* **Work request**
In the records, find every line with the word "rice" and copy it out.

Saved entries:
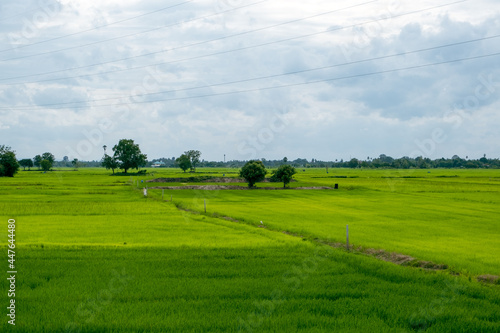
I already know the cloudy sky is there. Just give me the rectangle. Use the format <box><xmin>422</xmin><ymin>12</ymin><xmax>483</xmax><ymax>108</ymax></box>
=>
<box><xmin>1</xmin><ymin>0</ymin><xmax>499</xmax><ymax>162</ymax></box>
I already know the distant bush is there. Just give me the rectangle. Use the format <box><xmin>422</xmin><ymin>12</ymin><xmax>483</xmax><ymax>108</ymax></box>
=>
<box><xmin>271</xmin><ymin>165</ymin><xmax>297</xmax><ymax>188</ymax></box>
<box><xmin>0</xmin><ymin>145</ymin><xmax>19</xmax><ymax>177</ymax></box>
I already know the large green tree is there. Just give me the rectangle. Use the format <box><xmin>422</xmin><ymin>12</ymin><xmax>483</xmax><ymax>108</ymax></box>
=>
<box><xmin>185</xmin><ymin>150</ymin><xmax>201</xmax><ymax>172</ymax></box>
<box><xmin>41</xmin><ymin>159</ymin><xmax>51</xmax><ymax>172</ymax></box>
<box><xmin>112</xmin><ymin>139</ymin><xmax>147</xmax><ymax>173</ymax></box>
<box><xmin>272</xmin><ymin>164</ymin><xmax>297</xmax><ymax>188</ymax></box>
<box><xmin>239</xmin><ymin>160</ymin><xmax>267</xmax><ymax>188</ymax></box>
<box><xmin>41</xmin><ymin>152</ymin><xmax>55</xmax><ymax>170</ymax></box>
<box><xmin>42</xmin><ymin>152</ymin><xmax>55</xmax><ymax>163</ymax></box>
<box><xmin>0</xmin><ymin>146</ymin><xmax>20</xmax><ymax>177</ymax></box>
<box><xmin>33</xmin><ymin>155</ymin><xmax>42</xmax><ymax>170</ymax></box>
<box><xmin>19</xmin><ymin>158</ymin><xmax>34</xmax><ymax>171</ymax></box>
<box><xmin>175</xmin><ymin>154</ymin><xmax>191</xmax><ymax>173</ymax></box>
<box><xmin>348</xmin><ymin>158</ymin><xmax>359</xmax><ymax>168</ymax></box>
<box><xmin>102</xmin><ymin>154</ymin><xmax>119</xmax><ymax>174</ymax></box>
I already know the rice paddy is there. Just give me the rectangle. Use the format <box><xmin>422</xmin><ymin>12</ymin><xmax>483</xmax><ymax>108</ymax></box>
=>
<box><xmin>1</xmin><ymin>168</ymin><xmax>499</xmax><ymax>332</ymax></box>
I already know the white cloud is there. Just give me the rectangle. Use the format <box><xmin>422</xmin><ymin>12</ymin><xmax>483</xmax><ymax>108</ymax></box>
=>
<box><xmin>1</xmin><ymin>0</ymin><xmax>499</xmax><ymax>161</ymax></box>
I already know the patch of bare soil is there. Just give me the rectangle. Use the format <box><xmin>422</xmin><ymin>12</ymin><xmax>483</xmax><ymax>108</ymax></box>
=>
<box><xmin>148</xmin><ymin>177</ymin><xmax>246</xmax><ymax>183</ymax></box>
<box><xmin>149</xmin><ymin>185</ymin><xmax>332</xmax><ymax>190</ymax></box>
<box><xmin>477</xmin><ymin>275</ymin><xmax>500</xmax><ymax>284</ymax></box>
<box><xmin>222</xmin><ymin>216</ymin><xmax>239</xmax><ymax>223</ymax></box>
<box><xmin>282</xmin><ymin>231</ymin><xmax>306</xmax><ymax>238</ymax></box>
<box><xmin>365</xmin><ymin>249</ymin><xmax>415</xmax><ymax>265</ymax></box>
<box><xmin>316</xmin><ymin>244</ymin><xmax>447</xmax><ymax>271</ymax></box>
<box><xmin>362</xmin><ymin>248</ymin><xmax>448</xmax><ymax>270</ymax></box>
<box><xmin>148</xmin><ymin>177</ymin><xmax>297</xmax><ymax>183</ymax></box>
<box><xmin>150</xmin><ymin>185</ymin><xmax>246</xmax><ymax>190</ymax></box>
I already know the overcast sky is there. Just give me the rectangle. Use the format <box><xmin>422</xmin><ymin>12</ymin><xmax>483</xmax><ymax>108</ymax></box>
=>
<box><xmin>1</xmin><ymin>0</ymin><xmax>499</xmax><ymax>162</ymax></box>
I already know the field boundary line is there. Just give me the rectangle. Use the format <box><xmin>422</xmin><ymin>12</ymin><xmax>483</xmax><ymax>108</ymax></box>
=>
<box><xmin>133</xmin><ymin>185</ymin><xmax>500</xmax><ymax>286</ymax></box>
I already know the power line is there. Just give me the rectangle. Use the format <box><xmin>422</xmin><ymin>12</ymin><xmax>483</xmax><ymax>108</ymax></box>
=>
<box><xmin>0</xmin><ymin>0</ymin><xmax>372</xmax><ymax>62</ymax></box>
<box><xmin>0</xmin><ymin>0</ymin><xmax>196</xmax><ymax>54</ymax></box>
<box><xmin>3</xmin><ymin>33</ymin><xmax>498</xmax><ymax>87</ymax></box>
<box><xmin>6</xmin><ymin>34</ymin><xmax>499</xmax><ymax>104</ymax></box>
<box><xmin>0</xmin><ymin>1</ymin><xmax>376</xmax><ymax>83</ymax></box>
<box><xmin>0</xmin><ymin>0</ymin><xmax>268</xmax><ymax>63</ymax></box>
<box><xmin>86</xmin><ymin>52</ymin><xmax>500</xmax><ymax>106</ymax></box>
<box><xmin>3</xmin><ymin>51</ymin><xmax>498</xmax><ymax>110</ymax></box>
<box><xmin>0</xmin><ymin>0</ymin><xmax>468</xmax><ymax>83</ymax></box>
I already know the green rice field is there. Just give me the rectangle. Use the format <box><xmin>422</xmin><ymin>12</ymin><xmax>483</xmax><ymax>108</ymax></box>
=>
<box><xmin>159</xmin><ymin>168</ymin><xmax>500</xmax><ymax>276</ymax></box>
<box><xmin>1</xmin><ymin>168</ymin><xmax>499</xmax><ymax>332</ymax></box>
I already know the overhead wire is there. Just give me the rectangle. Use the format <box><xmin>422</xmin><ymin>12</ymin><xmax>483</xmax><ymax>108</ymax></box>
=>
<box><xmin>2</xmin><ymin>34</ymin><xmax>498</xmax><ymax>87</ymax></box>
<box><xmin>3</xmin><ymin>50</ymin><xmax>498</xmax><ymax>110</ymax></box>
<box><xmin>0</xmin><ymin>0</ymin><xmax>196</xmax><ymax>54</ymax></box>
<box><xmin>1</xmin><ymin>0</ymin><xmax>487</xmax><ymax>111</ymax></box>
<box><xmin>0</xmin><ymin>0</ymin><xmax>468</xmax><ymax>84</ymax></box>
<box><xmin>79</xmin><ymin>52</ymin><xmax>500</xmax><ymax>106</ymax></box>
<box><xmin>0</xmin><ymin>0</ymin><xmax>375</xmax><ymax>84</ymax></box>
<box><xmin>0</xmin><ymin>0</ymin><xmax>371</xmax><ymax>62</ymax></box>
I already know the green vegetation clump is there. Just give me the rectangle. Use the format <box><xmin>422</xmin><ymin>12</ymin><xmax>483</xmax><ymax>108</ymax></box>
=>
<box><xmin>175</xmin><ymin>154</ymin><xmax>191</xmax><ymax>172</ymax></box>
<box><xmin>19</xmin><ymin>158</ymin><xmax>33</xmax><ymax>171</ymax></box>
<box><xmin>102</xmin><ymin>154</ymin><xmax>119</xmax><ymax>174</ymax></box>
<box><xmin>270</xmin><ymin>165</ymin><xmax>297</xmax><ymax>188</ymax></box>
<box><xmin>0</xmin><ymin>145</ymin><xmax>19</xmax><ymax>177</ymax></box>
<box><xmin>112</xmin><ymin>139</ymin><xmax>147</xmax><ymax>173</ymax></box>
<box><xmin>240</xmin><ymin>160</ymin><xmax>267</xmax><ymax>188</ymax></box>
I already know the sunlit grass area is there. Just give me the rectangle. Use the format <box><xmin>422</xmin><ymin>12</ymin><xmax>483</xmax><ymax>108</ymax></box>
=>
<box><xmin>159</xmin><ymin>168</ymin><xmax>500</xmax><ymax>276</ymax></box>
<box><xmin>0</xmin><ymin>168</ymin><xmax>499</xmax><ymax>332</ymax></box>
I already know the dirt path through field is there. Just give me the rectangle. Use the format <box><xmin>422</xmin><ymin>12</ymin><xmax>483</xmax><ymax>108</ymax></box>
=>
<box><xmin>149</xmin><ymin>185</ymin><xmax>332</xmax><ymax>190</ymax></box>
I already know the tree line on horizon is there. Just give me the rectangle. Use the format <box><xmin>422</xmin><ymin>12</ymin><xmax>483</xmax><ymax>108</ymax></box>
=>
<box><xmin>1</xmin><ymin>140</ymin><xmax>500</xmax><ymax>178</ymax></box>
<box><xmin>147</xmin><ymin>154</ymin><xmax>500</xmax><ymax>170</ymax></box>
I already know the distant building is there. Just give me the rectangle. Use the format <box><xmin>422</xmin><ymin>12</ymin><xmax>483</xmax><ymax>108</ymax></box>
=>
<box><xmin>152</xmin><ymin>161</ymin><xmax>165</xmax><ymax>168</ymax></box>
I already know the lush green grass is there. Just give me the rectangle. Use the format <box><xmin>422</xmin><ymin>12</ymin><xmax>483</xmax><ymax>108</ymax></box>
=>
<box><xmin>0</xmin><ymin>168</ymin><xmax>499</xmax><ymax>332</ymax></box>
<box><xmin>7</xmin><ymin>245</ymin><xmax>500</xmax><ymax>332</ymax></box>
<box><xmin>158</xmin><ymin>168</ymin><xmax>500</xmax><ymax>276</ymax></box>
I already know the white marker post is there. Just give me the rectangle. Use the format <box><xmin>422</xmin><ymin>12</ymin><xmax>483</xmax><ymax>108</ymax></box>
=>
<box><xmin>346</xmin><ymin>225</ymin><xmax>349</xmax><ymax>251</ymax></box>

--

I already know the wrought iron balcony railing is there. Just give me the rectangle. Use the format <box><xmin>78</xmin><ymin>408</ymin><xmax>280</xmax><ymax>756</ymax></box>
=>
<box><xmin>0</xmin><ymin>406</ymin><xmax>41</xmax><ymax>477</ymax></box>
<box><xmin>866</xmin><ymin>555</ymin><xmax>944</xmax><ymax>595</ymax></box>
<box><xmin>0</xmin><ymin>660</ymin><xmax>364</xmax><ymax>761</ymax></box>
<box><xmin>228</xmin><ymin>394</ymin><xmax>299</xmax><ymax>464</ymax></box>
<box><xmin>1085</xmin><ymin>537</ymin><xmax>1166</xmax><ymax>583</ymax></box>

* **Response**
I already know the rice paddy is there. Just give me the rectangle. Use the format <box><xmin>422</xmin><ymin>12</ymin><xmax>483</xmax><ymax>108</ymax></box>
I already know the green rice field is there. Just give me the rectangle. Use the format <box><xmin>422</xmin><ymin>12</ymin><xmax>483</xmax><ymax>108</ymax></box>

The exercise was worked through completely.